Problem to solve: Gather each line in the entries below that includes the string "rope", and copy those lines out in full. Matching is case-sensitive.

Dataset content:

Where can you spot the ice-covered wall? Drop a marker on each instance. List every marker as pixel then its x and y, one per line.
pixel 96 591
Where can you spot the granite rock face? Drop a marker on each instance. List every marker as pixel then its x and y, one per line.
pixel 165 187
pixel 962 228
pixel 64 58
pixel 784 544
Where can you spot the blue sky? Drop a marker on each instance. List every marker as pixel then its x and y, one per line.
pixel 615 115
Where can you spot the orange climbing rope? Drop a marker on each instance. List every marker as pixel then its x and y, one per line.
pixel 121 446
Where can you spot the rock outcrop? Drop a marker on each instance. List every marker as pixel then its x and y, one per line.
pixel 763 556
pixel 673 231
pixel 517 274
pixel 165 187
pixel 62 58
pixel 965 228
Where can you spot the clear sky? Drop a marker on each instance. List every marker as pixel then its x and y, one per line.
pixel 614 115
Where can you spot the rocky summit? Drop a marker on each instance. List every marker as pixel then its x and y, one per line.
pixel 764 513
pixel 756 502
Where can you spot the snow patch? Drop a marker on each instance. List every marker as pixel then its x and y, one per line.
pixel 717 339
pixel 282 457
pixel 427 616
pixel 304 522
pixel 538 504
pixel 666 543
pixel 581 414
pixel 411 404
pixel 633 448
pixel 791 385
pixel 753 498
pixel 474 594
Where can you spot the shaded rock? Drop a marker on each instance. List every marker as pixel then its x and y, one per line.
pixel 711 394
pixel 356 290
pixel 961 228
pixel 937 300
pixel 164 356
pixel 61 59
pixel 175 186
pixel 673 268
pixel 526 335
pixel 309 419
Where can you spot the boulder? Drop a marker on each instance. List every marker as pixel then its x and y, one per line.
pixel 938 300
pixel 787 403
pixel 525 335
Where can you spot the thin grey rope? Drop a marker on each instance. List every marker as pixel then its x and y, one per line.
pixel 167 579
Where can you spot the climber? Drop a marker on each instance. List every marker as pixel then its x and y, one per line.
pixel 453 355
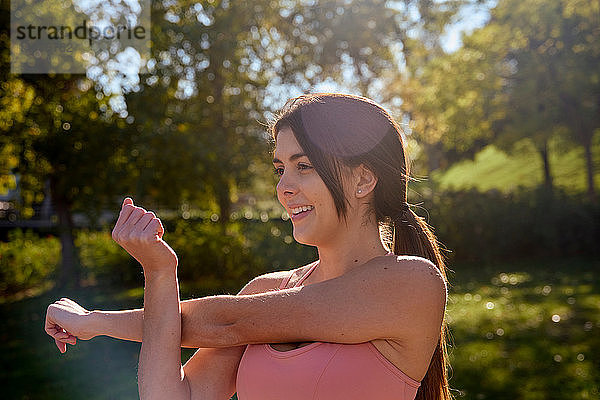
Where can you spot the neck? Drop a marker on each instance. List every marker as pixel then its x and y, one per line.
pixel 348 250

* * *

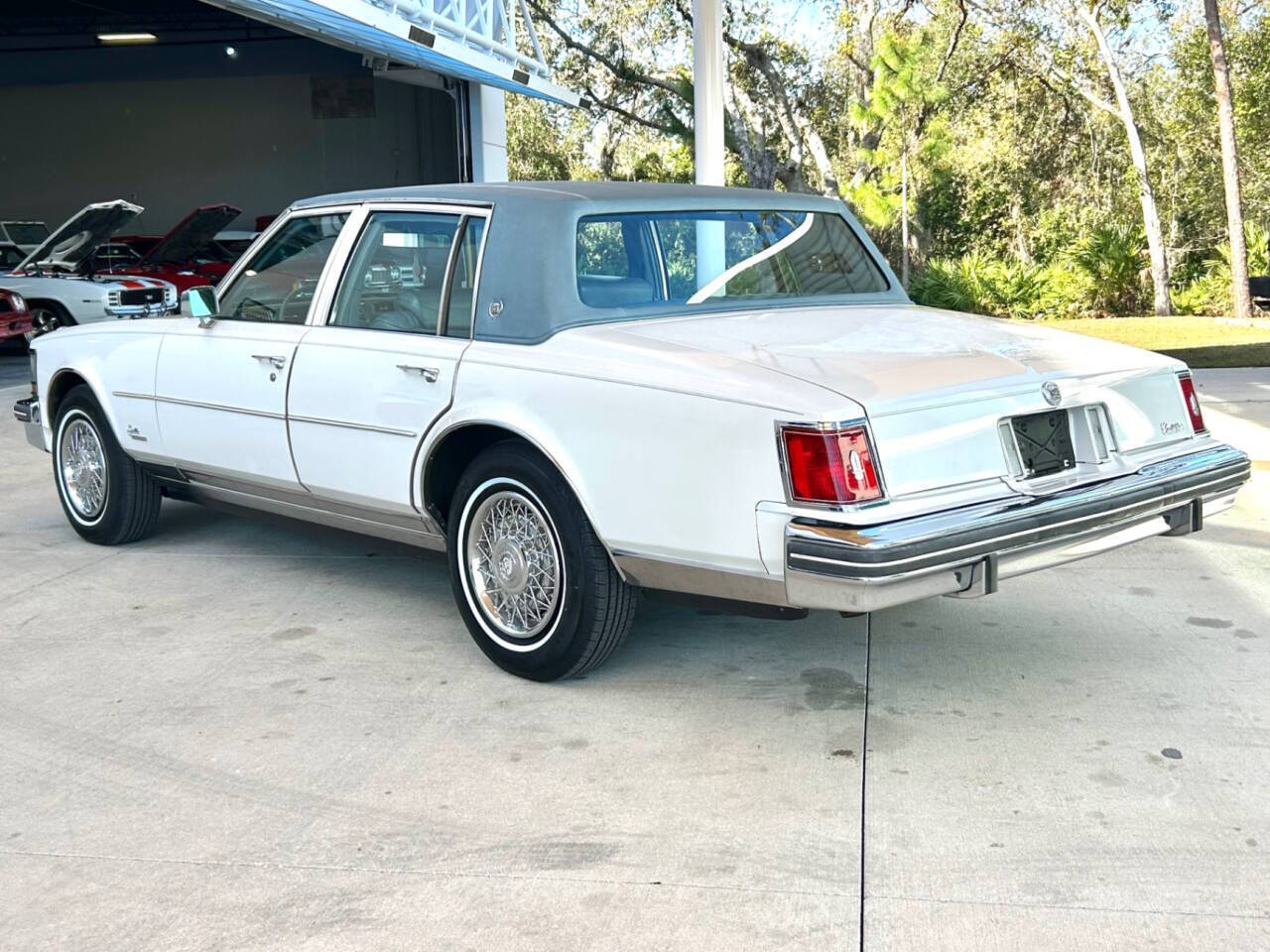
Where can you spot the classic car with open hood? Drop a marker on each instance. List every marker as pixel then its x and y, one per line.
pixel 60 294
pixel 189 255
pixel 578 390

Solution to this problem:
Where can you spot the orange climbing rope? Drop a marker on each instance. List every marker as pixel then its x and y, one per line.
Where can you spot the thin grey rope? Drop a marker on each instance. List every marker as pixel then its x and y, one per line.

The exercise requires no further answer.